Instrução escrita A:
Responda com base no artigo sobre imaginação ativa:
(i) Entre quais anos Jung vivenciou principalmente a técnica?
(ii) Segundo Von Franz, com o que se compara a imaginação ativa para afirmar que ela produz um amadurecimento mais intenso e acelerado?
(iii) Qual é o título do livro de Jung citado no último parágrafo?
Instrução escrita B:
Indique se cada afirmação concorda com o artigo sobre imaginação ativa, citando as palavras dele que decidem a resposta:
(i) A técnica pede que a fantasia seja censurada e criticada.
(ii) O Livro Vermelho resultou da experiência de Jung com a técnica.
(iii) Para Von Franz, a análise dos sonhos amadurece a personalidade mais depressa que a imaginação ativa.
Instrução escrita C:
Dê seguimento ao artigo sobre imaginação ativa a partir da última frase apresentada.

IMAGINAÇÃO ATIVA: UMA VALIOSA FERRAMENTA NA BUSCA DA INTEGRALIDADE DO SER
Escrito por Alessandra Ribeiro. Postado em Artigos Técnicos
Alessandra Nunes Ribeiro
“A participação secreta do inconsciente no processo da vida está presente sempre e em toda parte, sem que seja preciso procurá-la. O que se procura aqui é a maneira de tornar conscientes os conteúdos do inconsciente que estão sempre prestes a interferir em nossas ações, e, com isto, evitar justamente a intromissão secreta do inconsciente, com suas consequências desagradáveis. ”
Carl G. Jung
INTRODUÇÃO
Tendo em vista a relevância, vastamente estudada e comprovada pela Psicologia Analítica, de confrontarmos os conteúdos do inconsciente e os integrarmos à luz da consciência, o presente artigo se propõe a introduzir reflexões acerca da importância da técnica que foi a principal via de acesso ao inconsciente para o próprio Jung: a imaginação ativa. Ele vivenciou esta técnica principalmente entre os anos de 1913 e 1930, resultando dessa experiência um de seus trabalhos mais importantes - o Livro Vermelho.
Segundo Von Franz (2011), a imaginação ativa resulta em um amadurecimento da personalidade ainda mais intenso e acelerado se comparado com a análise dos sonhos. A autora afirma trata-se de uma maneira dialética de lidar com o inconsciente e diz que Jung descobriu com esta técnica o efeito benéfico que ocorre quando tentamos objetivar conteúdos do inconsciente no estado desperto, nos relacionando conscientemente com eles.
A prática da imaginação ativa baseia-se na livre introspecção, sem direcionamento consciente, sendo seu intuito trabalhar com a fantasia e ter resultados transformadores através da mobilização da função transcendente. A técnica consiste em deixar a fantasia acontecer livremente, sem censura ou críticas, de modo a aproximar consciente e inconsciente visando sua síntese, o símbolo, que se assimilado pode promover a transformação necessária à psique.
No seu livro intitulado ‘A Natureza da Psique’, Jung (1971, § 132) afirma que “o inconsciente contém todas as combinações da fantasia que ainda não ultrapassaram a intensidade liminar e, com o correr do tempo e em circunstâncias favoráveis, entrarão no campo luminoso da consciência”. A imaginação ativa mostra-se uma importante ferramenta na exploração dos conteúdos presentes na sombra, facilitando sua emersão e integração à consciência.

Listagem de dados

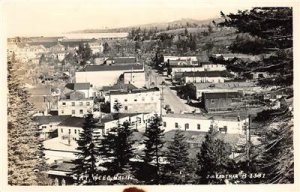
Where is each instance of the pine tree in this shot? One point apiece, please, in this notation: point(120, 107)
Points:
point(276, 155)
point(213, 158)
point(177, 157)
point(85, 163)
point(117, 147)
point(23, 141)
point(153, 145)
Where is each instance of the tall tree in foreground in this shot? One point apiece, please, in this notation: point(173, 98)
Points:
point(178, 159)
point(23, 141)
point(85, 164)
point(213, 158)
point(153, 145)
point(277, 153)
point(273, 27)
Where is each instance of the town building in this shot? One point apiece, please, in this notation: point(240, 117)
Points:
point(96, 47)
point(221, 101)
point(105, 75)
point(63, 147)
point(48, 125)
point(137, 101)
point(239, 86)
point(206, 77)
point(75, 104)
point(231, 124)
point(136, 78)
point(85, 88)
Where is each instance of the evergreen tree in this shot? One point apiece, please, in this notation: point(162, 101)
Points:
point(276, 155)
point(153, 145)
point(117, 148)
point(177, 157)
point(213, 158)
point(86, 160)
point(23, 137)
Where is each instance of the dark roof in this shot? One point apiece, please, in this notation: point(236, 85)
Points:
point(119, 87)
point(78, 86)
point(186, 66)
point(134, 91)
point(49, 119)
point(123, 60)
point(113, 67)
point(207, 74)
point(62, 166)
point(217, 95)
point(73, 122)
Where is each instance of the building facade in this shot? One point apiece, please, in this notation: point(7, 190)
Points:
point(221, 101)
point(105, 75)
point(197, 122)
point(137, 78)
point(137, 101)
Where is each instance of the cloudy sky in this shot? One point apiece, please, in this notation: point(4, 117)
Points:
point(45, 17)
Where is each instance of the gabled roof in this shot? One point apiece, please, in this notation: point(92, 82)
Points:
point(78, 86)
point(124, 92)
point(49, 119)
point(207, 74)
point(123, 60)
point(119, 87)
point(135, 66)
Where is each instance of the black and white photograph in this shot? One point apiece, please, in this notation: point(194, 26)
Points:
point(148, 93)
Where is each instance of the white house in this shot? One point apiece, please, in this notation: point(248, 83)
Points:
point(85, 88)
point(137, 101)
point(96, 47)
point(199, 122)
point(105, 75)
point(206, 77)
point(48, 125)
point(75, 104)
point(136, 78)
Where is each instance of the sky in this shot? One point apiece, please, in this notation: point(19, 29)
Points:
point(45, 17)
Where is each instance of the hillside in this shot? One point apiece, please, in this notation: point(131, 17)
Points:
point(186, 22)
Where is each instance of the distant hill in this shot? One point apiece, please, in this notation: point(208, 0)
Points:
point(186, 22)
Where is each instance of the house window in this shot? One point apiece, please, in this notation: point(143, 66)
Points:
point(139, 120)
point(198, 126)
point(186, 126)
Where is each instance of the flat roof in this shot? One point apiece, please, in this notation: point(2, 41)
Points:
point(50, 119)
point(217, 95)
point(136, 66)
point(207, 74)
point(133, 91)
point(221, 116)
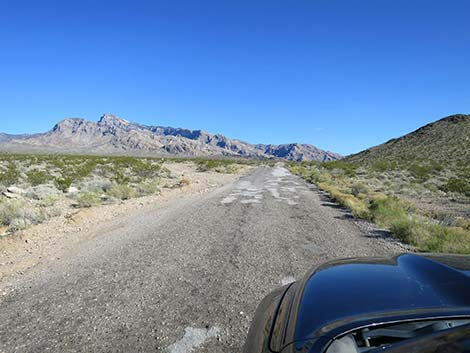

Resposta A:
(i) Entre 1913 e 1930.
(ii) Com a análise dos sonhos.
(iii) ‘A Natureza da Psique’.

Resposta B:
(i) Não: "A técnica consiste em deixar a fantasia acontecer livremente, sem censura ou críticas".
(ii) Sim: "resultando dessa experiência um de seus trabalhos mais importantes - o Livro Vermelho".
(iii) Não: "a imaginação ativa resulta em um amadurecimento da personalidade ainda mais intenso e acelerado se comparado com a análise dos sonhos".

Resposta C:
1 REFERENCIAL TEÓRICO
1.1 INCONSCIENTE
Jung (1964) define o inconsciente como uma complexa parte da psique humana que tem tanta importância quanto a consciência, sendo o inconsciente o grande guia, amigo e conselheiro do consciente. Ele explica que a mente consciente não consegue focar em muitos conteúdos ao mesmo tempo, trazendo luz a apenas algumas das imagens que entramos em contato ao longo do dia; já o inconsciente abrange tudo e tem influência na maneira como agimos. Mesmo sem o percebermos, nossos sentimentos e comportamentos são influenciados constantemente, daí a relevância de integrarmos o conteúdo inconsciente à consciência.
Os conteúdos presentes na esfera consciente raramente estão de acordo com o material presente no inconsciente e esta falta de paralelismo não ocorre de maneira meramente acidental ou sem propósito. Pelo contrário, ela se deve ao fato de que o inconsciente se comporta de maneira compensatória ou complementar em relação à consciência. (JUNG, 1971, § 132)
Segundo Jung (1971), se a função consciente não fosse dirigida, as influências opostas do inconsciente poderiam manifestar-se desimpedidamente. No entanto, como a psique é um sistema autorregulador, cabe ao inconsciente desenvolver a contrarreação reguladora. Se os conteúdos inconscientes pudessem se manifestar sem cesura e se reconhecêssemos sua importância para a compensação da unilateralidade da consciência, seria possível viver o que o autor chamou de ‘função transcendente’. Esta, fruto da união do conteúdo inconsciente ao consciente, torna possível a mudança de atitude de uma forma natural, chegando assim a uma nova atitude não unilateral.
1.2 IMAGINAÇÃO ATIVA
Von Franz (2011), no livro intitulado ‘Psicoterapia’, afirma que o aspecto mais importante da imaginação ativa é a sua capacidade de objetivar conteúdos do inconsciente e, se comparada à mudança de personalidade que uma interpretação de sonho devidamente realizada pode acarretar, a imaginação ativa é infinitamente mais poderosa nas palavras da analista. Ela diz que esta técnica, de forma modesta, coloca em nossas mãos uma chave que permite que nos organizemos.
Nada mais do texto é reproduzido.